**Exercise requirements**
Render all of the data below as a numbered list, one line per item, and leave out the blank lines.

**Record set**
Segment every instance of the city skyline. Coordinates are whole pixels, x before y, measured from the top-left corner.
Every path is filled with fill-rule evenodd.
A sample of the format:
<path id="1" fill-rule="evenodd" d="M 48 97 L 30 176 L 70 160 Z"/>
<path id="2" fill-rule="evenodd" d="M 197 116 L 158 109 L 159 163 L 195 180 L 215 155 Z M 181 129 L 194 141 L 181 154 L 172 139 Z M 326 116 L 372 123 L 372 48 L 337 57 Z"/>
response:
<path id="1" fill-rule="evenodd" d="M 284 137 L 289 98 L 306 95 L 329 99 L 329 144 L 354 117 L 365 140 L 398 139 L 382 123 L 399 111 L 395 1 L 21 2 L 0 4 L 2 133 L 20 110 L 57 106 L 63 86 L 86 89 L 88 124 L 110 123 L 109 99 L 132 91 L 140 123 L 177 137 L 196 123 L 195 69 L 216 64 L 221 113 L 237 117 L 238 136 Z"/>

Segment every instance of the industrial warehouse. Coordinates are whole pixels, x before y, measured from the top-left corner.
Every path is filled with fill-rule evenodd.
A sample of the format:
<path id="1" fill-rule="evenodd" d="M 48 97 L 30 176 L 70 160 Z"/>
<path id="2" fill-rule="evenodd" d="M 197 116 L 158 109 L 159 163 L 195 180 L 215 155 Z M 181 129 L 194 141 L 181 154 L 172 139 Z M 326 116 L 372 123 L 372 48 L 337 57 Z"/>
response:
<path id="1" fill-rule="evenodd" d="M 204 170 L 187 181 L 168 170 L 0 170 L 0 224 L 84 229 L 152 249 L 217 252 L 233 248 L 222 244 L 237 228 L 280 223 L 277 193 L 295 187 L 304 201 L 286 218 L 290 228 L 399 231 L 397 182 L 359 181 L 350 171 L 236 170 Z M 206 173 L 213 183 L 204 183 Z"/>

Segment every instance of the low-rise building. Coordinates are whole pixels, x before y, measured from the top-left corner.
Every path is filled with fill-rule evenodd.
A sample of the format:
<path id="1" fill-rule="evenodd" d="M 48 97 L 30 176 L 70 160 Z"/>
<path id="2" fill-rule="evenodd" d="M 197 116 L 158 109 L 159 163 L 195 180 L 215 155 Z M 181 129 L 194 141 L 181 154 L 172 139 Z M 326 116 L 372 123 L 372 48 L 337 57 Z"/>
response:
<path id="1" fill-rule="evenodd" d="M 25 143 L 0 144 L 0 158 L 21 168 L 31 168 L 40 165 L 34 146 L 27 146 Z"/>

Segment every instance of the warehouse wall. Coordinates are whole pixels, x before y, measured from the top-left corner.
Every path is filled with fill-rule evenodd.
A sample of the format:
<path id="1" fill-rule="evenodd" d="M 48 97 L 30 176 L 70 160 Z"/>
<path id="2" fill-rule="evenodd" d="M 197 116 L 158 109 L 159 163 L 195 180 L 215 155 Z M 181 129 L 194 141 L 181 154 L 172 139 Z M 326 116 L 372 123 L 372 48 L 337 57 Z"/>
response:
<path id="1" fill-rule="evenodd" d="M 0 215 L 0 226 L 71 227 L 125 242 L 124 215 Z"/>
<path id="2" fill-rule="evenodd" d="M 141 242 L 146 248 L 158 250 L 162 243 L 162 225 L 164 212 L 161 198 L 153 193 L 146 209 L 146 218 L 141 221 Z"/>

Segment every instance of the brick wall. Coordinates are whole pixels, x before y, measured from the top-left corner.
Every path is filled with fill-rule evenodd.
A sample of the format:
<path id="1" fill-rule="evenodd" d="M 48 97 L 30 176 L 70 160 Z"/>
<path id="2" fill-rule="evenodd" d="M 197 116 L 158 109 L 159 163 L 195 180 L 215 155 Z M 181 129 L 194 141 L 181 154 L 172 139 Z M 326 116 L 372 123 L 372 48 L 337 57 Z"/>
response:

**Right answer**
1. Segment every instance of the city skyline. Coordinates are whole pixels, x before y, measured from the top-left corner.
2. Every path is filled with fill-rule evenodd.
3. A sample of the format:
4. <path id="1" fill-rule="evenodd" d="M 48 97 L 30 176 L 70 160 Z"/>
5. <path id="2" fill-rule="evenodd" d="M 197 116 L 158 109 L 159 163 L 195 180 L 215 155 Z M 181 129 L 194 141 L 181 154 L 172 139 Z M 326 116 L 372 123 L 372 48 L 337 57 Z"/>
6. response:
7. <path id="1" fill-rule="evenodd" d="M 284 137 L 289 98 L 306 95 L 329 99 L 329 144 L 354 117 L 365 140 L 398 139 L 382 123 L 399 111 L 395 1 L 21 2 L 0 4 L 2 133 L 20 110 L 57 106 L 63 86 L 86 89 L 88 124 L 110 123 L 109 99 L 132 91 L 140 123 L 177 137 L 196 123 L 195 69 L 216 64 L 221 113 L 237 117 L 238 136 Z"/>
8. Segment every instance of the industrial warehouse. Coordinates are whole pixels, x before y, measured from the top-left corner.
9. Every path is filled with fill-rule evenodd.
10. A sample of the format:
11. <path id="1" fill-rule="evenodd" d="M 48 97 L 30 176 L 70 160 Z"/>
12. <path id="2" fill-rule="evenodd" d="M 197 116 L 158 109 L 159 163 L 195 180 L 215 155 Z M 181 129 L 194 141 L 181 154 L 172 139 Z M 326 116 L 372 123 L 372 48 L 337 57 Z"/>
13. response:
14. <path id="1" fill-rule="evenodd" d="M 204 170 L 187 181 L 168 170 L 0 170 L 0 224 L 84 229 L 152 249 L 217 252 L 233 248 L 222 244 L 237 228 L 280 223 L 277 193 L 295 187 L 304 201 L 286 218 L 290 228 L 399 231 L 397 182 L 359 181 L 350 171 L 236 170 Z M 206 173 L 213 183 L 204 183 Z"/>
15. Segment every instance of the low-rise building. Coordinates are whole pixels, x before y, measured from the top-left corner.
16. Every path is filled with fill-rule evenodd.
17. A sample of the format:
18. <path id="1" fill-rule="evenodd" d="M 48 97 L 30 176 L 70 160 Z"/>
19. <path id="2" fill-rule="evenodd" d="M 197 116 L 158 109 L 159 163 L 195 180 L 215 155 Z M 181 129 L 194 141 L 181 154 L 172 139 Z M 326 116 L 372 123 L 372 48 L 337 57 Z"/>
20. response:
21. <path id="1" fill-rule="evenodd" d="M 25 143 L 0 144 L 0 158 L 21 168 L 31 168 L 40 165 L 34 146 L 27 146 Z"/>
22. Segment every instance of the warehouse wall. Coordinates are whole pixels, x before y, measured from the top-left corner.
23. Every path is filled with fill-rule evenodd.
24. A sample of the format:
25. <path id="1" fill-rule="evenodd" d="M 48 97 L 30 176 L 70 160 Z"/>
26. <path id="2" fill-rule="evenodd" d="M 197 116 L 158 109 L 159 163 L 195 180 L 215 155 Z M 181 129 L 194 141 L 181 154 L 172 139 Z M 326 116 L 372 123 L 372 48 L 337 57 Z"/>
27. response:
28. <path id="1" fill-rule="evenodd" d="M 0 215 L 0 226 L 71 227 L 125 242 L 124 215 Z"/>
29. <path id="2" fill-rule="evenodd" d="M 141 242 L 146 248 L 158 250 L 162 243 L 162 225 L 164 212 L 161 198 L 153 193 L 146 209 L 146 218 L 141 221 Z"/>
30. Segment every instance of the brick wall. Coordinates are whole pixels, x before y, measured from the top-left corner.
31. Every path is filled with fill-rule evenodd.
32. A sample of the format:
33. <path id="1" fill-rule="evenodd" d="M 48 97 L 30 176 L 70 160 Z"/>
34. <path id="2" fill-rule="evenodd" d="M 197 116 L 158 109 L 159 163 L 195 180 L 215 155 Z M 181 129 L 194 141 L 181 154 L 172 139 Z M 326 116 L 372 123 L 372 48 L 337 57 Z"/>
35. response:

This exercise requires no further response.